- TASK DETAILS
In the items starting at the line containing "compact form (79,167)." and ending at the last line of the items, change "function" to "procedure" and leave everything else untouched. Give back only those lines.

- GIVEN RECORDS
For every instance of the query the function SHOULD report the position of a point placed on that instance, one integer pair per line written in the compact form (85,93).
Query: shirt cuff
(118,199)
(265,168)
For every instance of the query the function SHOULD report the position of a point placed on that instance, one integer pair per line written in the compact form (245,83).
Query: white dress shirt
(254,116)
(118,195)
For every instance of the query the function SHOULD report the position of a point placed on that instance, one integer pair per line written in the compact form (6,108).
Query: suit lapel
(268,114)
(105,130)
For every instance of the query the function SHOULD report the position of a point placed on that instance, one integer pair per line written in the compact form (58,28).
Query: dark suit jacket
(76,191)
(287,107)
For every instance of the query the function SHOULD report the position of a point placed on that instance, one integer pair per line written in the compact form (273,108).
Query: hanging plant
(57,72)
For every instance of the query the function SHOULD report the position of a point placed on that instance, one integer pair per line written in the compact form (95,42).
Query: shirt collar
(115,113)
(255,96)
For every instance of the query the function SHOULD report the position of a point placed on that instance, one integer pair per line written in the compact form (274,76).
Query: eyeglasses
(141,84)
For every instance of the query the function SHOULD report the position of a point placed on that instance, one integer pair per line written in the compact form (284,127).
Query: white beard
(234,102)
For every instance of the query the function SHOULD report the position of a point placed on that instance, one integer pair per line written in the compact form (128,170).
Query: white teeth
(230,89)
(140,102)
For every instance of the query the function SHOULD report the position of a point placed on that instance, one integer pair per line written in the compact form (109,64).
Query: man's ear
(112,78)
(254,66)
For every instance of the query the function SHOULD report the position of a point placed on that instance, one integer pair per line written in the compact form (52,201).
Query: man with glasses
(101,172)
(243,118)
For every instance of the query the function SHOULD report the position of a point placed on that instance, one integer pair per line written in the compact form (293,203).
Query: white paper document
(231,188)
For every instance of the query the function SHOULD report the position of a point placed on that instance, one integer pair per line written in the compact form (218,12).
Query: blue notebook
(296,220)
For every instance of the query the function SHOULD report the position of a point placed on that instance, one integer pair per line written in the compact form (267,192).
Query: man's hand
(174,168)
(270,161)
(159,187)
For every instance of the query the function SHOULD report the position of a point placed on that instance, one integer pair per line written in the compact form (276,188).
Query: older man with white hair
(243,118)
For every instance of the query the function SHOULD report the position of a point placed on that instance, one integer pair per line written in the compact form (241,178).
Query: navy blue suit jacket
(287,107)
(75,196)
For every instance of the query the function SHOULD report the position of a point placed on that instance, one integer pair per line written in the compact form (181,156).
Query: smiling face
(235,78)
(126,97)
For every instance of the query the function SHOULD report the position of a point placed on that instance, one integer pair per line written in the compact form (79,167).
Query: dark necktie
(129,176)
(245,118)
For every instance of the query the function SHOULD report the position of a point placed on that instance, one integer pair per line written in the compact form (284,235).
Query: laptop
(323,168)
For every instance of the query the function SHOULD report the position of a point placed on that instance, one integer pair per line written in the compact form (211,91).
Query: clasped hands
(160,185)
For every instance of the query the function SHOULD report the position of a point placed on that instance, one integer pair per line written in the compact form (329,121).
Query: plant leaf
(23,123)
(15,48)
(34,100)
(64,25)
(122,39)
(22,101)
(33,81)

- ANSWER TO THIS PROBLEM
For every instance of the query the procedure SHOULD report the position of a point placed on that instance, one integer pair per line written in the compact form (79,167).
Query: dark necktie
(129,176)
(245,118)
For every instance of the query the procedure SHOULD report the position of a point placed on that instance, one integer pair per line written in the compact form (284,235).
Query: laptop
(323,168)
For every instance of the query the procedure SHOULD report the position of a point placed on that instance, one integer pair per line written in the compact form (211,91).
Query: clasped hands
(160,185)
For every instance of the query the procedure SHOULD report the position of a point placed on that instance, one integer pair per line written in the compact form (329,121).
Query: plant leaf
(23,123)
(15,48)
(34,100)
(64,25)
(122,39)
(22,101)
(33,81)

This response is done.